What to do: Print, please, the line that contains "For the trial run, indicate each instance of the red light" and each line after it to the end of the entries, unchanged and with nothing else.

Dataset rows:
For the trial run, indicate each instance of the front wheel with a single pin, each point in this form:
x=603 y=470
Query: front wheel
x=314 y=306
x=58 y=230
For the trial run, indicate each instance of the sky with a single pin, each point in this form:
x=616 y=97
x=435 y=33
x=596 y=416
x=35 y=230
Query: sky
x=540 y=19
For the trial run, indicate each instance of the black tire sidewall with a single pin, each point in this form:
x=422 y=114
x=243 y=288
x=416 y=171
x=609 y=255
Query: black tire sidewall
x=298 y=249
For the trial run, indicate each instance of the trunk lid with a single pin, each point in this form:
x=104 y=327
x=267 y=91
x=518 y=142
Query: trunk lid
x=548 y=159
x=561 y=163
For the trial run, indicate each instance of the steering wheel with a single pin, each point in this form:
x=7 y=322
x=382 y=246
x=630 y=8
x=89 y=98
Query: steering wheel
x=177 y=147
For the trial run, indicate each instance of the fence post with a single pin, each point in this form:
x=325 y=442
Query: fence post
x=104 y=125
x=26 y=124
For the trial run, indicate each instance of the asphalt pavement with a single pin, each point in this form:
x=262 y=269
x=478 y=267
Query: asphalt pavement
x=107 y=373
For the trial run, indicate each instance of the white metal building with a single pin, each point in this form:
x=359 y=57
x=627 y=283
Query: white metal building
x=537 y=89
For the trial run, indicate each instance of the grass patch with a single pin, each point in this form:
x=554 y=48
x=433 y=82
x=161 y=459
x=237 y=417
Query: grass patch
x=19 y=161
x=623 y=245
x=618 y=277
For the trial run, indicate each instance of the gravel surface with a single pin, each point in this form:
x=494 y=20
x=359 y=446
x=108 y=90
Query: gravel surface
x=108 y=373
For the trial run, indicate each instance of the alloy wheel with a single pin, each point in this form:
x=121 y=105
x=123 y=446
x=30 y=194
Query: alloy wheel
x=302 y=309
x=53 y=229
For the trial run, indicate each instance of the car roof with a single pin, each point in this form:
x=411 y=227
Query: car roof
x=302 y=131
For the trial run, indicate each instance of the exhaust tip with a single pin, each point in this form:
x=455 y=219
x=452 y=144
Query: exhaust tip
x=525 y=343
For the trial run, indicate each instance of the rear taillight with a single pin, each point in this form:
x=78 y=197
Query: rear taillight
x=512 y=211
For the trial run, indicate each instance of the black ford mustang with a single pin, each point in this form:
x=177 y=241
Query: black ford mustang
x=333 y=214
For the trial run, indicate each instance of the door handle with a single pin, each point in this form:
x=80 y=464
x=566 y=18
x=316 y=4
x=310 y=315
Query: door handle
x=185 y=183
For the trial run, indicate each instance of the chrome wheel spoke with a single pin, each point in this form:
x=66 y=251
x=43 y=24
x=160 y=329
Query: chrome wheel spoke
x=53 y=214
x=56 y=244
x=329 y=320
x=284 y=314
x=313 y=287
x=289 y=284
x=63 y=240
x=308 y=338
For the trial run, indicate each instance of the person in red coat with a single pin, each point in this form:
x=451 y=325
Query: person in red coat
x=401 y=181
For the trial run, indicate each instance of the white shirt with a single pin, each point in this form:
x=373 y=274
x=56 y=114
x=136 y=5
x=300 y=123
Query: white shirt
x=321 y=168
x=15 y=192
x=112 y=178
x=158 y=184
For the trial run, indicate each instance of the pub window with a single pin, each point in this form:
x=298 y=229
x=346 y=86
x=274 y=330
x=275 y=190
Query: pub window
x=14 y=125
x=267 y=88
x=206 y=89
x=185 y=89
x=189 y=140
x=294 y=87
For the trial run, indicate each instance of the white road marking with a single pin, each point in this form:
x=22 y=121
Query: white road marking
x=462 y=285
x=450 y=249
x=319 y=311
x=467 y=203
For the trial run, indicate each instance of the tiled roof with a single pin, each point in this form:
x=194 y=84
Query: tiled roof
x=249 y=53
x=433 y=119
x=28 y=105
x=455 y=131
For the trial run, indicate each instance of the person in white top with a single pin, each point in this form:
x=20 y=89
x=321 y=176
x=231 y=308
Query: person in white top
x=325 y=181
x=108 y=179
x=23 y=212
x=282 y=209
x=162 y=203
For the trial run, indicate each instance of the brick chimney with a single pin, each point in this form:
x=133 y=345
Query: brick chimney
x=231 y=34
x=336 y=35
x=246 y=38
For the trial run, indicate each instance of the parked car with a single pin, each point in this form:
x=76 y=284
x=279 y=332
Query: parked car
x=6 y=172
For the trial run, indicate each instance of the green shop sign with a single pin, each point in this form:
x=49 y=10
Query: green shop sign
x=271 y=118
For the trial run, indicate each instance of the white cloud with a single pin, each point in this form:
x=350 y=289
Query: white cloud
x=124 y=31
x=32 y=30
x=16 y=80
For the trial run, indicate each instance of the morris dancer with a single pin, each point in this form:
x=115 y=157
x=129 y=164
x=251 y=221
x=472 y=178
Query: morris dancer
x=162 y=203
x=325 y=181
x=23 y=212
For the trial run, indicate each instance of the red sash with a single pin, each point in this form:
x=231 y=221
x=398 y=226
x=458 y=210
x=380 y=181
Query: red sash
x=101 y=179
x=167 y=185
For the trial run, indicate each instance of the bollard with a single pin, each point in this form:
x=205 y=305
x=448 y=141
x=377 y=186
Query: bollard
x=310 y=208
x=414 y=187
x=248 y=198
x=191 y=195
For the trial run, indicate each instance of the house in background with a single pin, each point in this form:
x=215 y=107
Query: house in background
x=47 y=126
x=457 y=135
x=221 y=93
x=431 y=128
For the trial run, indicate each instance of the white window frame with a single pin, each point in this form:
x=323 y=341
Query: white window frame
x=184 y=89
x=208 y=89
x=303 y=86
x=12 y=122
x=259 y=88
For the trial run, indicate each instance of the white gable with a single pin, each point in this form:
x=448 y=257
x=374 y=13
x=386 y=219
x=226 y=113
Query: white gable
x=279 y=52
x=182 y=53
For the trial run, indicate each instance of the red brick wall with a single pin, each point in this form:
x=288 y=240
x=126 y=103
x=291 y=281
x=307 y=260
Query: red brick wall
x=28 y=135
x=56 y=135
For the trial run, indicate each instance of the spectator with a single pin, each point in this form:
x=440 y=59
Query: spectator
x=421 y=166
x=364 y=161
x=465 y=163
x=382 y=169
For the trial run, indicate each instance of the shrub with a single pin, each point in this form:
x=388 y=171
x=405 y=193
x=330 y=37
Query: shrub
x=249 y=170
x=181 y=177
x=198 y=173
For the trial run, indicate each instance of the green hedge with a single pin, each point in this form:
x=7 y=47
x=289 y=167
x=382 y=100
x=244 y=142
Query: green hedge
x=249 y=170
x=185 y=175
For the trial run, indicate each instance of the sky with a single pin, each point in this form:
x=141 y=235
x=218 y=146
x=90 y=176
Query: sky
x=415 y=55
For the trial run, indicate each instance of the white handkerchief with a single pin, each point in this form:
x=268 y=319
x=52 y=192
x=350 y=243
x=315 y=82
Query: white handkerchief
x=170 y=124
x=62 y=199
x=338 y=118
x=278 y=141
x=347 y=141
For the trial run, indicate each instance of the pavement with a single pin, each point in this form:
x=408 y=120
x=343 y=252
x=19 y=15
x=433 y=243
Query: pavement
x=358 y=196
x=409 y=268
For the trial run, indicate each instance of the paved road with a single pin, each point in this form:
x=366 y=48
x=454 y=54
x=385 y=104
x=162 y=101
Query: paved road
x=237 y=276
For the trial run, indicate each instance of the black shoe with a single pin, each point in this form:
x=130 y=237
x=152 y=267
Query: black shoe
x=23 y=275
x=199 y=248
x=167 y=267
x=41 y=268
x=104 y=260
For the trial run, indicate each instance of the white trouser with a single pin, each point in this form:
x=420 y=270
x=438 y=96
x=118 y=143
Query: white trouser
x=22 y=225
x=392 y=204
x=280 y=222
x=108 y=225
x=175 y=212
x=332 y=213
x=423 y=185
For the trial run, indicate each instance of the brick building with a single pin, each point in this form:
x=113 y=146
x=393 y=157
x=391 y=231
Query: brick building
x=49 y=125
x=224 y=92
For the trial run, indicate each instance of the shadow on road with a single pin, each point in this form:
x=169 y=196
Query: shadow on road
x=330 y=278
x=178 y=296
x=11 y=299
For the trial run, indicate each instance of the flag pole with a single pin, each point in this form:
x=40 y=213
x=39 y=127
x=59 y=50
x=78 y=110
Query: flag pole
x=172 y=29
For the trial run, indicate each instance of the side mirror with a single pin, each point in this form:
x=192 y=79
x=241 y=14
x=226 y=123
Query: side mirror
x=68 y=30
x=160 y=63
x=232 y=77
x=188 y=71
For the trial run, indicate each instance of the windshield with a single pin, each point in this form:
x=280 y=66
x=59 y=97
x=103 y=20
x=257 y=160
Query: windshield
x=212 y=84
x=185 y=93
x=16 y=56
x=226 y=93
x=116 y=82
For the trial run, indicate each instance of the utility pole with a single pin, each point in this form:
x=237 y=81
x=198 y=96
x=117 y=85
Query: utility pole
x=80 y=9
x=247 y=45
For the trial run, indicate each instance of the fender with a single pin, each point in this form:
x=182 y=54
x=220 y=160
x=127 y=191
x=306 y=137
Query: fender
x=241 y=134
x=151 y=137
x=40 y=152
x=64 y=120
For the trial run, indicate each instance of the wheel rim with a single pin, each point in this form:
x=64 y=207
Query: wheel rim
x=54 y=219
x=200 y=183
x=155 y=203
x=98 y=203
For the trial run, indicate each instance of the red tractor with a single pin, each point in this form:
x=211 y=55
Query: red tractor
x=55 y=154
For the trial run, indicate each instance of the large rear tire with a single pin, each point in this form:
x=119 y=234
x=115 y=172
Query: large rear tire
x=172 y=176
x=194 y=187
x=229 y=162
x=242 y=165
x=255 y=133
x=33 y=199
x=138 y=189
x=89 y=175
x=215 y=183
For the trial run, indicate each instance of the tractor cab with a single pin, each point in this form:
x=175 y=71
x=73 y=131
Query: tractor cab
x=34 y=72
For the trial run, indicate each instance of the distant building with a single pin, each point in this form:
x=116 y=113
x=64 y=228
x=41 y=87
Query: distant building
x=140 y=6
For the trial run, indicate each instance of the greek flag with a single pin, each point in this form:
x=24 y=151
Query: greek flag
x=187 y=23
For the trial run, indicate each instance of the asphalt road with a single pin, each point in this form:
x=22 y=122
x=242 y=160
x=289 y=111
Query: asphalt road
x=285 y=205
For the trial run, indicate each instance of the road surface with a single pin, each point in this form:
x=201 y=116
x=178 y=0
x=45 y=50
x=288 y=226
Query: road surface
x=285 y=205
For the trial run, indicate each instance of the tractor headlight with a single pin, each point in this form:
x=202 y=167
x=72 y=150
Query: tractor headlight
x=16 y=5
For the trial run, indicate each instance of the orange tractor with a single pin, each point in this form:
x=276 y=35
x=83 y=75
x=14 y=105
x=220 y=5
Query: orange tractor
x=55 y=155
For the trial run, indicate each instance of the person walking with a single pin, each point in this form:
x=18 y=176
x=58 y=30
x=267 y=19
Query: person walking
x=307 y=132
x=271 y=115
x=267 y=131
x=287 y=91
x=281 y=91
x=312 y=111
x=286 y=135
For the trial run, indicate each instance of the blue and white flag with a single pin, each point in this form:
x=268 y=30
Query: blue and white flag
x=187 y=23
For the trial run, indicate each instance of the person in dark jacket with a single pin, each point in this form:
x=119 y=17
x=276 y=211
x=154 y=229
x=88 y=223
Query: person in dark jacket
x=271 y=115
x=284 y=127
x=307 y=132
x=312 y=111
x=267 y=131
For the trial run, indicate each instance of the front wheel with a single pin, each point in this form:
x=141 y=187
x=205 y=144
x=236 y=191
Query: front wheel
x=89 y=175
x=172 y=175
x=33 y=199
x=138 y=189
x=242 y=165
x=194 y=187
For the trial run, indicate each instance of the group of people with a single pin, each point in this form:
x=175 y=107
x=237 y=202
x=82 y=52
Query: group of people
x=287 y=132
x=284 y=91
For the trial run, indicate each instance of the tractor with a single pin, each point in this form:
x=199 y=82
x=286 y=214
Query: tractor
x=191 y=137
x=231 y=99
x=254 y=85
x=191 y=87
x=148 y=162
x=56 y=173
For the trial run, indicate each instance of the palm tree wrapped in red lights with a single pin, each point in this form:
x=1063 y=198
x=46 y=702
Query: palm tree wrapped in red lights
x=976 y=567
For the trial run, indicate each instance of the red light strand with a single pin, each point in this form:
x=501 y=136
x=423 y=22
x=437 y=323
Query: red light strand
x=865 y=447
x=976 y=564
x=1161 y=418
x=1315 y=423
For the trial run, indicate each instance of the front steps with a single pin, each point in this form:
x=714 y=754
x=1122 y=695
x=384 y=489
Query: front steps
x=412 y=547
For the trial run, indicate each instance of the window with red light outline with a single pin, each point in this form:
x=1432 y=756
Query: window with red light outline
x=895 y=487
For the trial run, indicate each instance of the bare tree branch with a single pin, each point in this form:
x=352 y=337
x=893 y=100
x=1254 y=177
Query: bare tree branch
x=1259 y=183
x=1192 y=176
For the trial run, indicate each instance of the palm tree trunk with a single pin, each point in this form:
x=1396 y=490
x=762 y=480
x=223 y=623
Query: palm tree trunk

Right answer:
For the trial run, indicate each instance of the red light strand with a single pin, each point in this form:
x=501 y=136
x=423 y=22
x=437 y=323
Query: red light strand
x=865 y=447
x=976 y=564
x=1161 y=418
x=1315 y=423
For the trial run, indicate each instance of the front steps with a single pin, each point in this form:
x=714 y=754
x=1122 y=695
x=384 y=489
Query: front steps
x=412 y=547
For the trial run, indicate each instance of the window with red light outline with a single pin, each point in this form:
x=1432 y=756
Query: window with red light outline
x=895 y=487
For the trial run, indicate each instance of the bare tree branch with a single pin, each point in this form:
x=352 y=337
x=893 y=100
x=1254 y=177
Query: bare tree branch
x=1259 y=183
x=1192 y=176
For the trial run, indicate each instance of the palm tree trunk with a single pin, each point in this form:
x=1396 y=490
x=762 y=480
x=223 y=623
Query: palm tree trunk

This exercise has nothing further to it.